* [Written exercise] Return each line from the rows below that contains the string "shoulder". Case counts.

* [Given records]
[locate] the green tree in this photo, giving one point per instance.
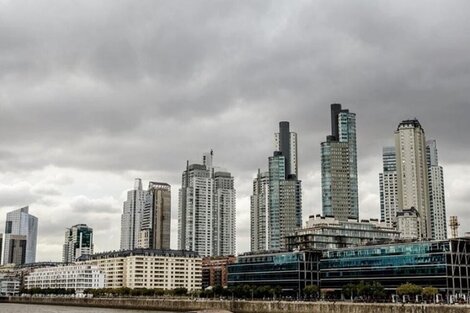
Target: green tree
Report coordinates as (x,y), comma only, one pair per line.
(311,291)
(409,289)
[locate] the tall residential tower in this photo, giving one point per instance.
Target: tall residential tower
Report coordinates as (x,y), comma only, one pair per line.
(412,173)
(206,210)
(78,241)
(21,231)
(339,166)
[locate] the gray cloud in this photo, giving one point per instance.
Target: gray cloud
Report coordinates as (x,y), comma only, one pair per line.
(120,89)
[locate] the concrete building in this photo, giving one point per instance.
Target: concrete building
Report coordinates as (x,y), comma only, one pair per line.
(148,268)
(206,211)
(78,241)
(259,213)
(322,233)
(286,143)
(409,223)
(339,166)
(77,276)
(214,271)
(437,204)
(21,230)
(225,204)
(389,187)
(156,217)
(285,203)
(412,173)
(131,217)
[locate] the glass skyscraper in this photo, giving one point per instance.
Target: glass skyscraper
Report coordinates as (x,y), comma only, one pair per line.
(20,223)
(339,166)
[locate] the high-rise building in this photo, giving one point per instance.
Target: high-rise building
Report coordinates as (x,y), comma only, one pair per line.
(286,143)
(78,241)
(259,214)
(20,223)
(156,217)
(437,204)
(206,211)
(224,202)
(389,187)
(131,217)
(412,173)
(276,203)
(339,166)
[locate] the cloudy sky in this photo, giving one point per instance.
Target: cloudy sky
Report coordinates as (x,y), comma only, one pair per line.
(96,93)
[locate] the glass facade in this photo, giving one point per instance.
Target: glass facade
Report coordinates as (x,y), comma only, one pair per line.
(291,271)
(441,264)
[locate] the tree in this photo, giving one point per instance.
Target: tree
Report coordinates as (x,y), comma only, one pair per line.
(409,289)
(429,293)
(311,291)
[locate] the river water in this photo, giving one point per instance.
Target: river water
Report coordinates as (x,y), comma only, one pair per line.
(33,308)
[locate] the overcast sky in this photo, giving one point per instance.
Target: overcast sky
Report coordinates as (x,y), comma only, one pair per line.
(96,93)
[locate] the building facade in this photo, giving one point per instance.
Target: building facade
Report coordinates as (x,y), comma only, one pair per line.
(259,213)
(77,276)
(207,210)
(412,173)
(21,229)
(155,228)
(389,187)
(214,271)
(131,217)
(324,233)
(441,264)
(149,268)
(437,203)
(339,166)
(78,241)
(291,271)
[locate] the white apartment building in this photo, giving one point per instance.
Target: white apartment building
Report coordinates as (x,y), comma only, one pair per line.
(146,268)
(78,277)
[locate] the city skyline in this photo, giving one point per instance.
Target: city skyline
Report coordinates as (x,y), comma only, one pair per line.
(81,118)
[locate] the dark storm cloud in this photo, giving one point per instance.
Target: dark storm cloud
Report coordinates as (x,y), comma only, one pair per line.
(140,87)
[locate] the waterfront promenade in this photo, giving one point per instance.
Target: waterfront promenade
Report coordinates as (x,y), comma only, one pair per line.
(240,306)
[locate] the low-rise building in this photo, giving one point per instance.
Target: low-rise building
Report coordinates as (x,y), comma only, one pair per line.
(78,277)
(325,232)
(441,264)
(214,271)
(291,271)
(149,268)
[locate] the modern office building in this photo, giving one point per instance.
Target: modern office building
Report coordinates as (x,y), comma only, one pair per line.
(131,217)
(441,264)
(214,271)
(412,173)
(323,232)
(259,213)
(149,268)
(276,203)
(437,204)
(286,143)
(78,241)
(339,166)
(389,187)
(291,271)
(285,203)
(155,228)
(409,223)
(225,204)
(207,210)
(21,230)
(78,277)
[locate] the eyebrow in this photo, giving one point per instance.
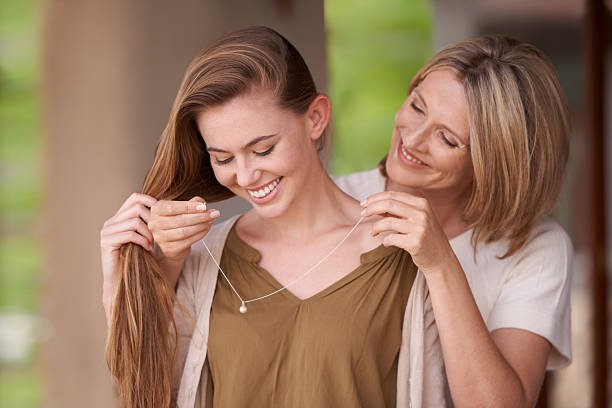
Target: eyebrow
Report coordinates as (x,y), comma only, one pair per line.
(251,143)
(418,94)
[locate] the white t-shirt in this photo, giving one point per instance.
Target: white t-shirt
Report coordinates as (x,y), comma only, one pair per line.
(529,290)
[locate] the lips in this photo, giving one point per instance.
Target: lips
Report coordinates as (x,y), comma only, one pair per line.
(408,157)
(265,191)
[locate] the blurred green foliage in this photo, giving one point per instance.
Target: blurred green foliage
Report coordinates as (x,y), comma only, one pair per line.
(374,49)
(20,186)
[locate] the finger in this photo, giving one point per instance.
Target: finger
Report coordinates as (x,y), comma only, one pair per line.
(390,208)
(126,237)
(132,224)
(180,234)
(399,240)
(182,220)
(406,198)
(143,199)
(175,247)
(136,210)
(391,224)
(158,223)
(198,199)
(166,208)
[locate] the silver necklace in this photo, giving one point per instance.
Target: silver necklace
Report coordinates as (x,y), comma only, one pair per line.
(243,309)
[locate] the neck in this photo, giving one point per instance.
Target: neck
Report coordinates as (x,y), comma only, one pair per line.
(446,206)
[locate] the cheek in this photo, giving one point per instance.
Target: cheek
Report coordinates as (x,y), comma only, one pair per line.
(222,175)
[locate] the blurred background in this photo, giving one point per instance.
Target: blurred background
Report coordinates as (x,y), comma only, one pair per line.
(85,91)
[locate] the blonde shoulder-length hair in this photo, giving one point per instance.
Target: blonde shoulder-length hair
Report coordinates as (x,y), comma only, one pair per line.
(519,134)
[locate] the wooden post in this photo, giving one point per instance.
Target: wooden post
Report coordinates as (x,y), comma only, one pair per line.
(596,86)
(111,70)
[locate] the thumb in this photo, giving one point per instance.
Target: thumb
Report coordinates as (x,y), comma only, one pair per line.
(198,199)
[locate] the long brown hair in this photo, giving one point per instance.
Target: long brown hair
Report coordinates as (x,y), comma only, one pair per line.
(142,338)
(519,133)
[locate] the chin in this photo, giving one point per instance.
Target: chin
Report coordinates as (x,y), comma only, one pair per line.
(401,175)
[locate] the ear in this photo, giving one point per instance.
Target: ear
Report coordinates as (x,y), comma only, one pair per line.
(318,116)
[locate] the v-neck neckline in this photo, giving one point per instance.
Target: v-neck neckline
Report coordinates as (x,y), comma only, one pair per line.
(250,254)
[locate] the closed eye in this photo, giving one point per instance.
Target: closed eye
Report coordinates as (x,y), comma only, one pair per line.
(416,108)
(447,141)
(265,152)
(222,162)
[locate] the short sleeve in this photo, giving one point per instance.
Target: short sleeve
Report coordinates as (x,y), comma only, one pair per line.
(535,294)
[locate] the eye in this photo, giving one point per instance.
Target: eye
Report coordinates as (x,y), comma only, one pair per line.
(222,162)
(446,140)
(265,152)
(414,106)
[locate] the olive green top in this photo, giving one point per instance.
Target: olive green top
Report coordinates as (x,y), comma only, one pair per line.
(337,348)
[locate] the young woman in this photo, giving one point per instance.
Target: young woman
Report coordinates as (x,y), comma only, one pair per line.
(294,303)
(474,168)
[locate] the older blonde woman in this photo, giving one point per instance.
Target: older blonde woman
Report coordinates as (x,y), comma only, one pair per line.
(474,168)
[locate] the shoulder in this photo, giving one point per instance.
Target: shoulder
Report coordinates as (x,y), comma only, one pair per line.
(361,184)
(548,248)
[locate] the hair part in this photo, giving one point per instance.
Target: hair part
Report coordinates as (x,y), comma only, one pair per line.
(519,134)
(142,338)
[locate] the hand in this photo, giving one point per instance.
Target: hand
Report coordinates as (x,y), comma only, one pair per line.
(127,225)
(412,226)
(177,225)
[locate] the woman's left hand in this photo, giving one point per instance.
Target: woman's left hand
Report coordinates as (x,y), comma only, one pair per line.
(412,226)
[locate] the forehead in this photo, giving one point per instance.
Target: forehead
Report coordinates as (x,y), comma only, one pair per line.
(445,97)
(241,119)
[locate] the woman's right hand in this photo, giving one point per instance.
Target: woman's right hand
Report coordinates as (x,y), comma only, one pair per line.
(127,225)
(176,226)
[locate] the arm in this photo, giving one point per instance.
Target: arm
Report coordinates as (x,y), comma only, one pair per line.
(173,225)
(504,368)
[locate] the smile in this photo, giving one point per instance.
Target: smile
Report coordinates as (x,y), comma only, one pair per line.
(409,157)
(266,190)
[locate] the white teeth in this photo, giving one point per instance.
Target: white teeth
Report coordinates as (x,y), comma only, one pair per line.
(409,157)
(262,192)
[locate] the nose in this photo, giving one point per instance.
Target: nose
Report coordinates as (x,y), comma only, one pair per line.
(415,138)
(413,130)
(246,174)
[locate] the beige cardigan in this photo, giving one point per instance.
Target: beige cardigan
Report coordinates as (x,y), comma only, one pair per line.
(420,376)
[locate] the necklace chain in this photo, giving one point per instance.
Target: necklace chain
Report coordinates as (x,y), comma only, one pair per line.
(243,308)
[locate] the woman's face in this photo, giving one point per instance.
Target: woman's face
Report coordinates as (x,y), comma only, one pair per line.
(430,144)
(258,150)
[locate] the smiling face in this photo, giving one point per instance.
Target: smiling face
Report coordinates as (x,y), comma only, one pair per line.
(261,152)
(430,144)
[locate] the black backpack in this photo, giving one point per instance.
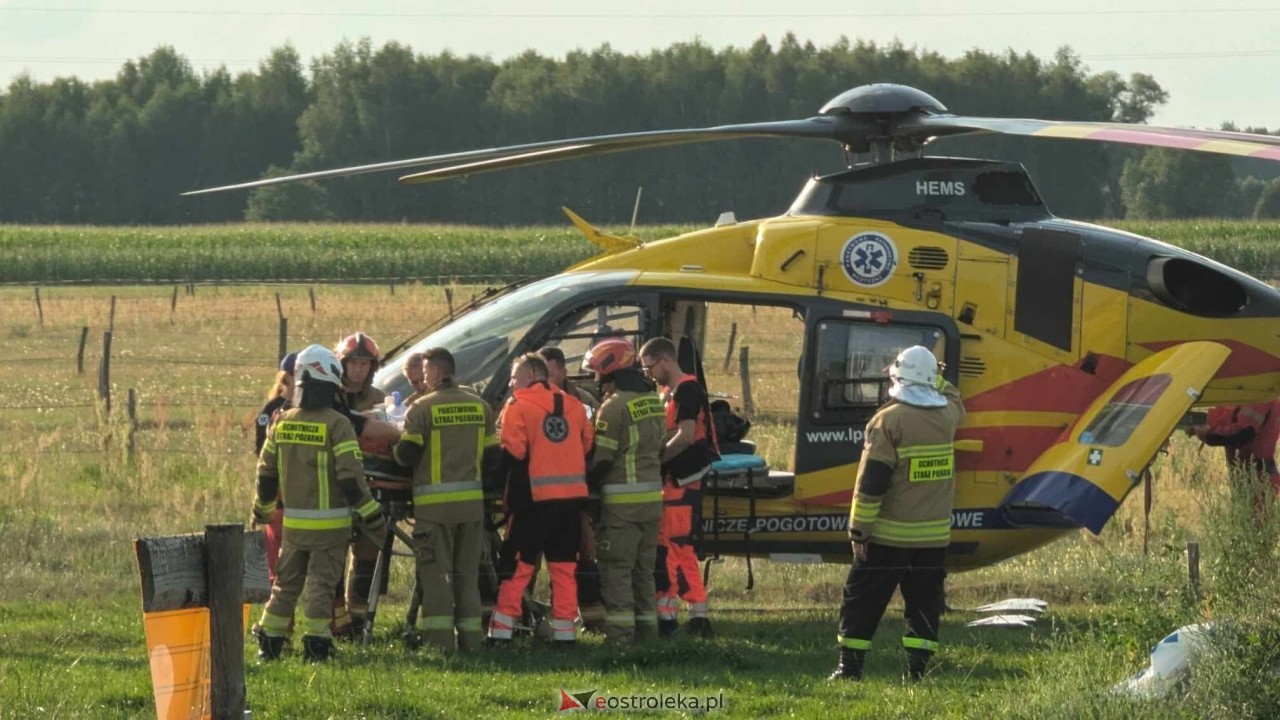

* [Answer to the problem]
[locate] the blonde shoulder-length hair in this photo, giving one point per instance.
Target: blonde shoulder-length hair
[locate] the shoulder in this photo, giving one point per instance.
Target: shoulder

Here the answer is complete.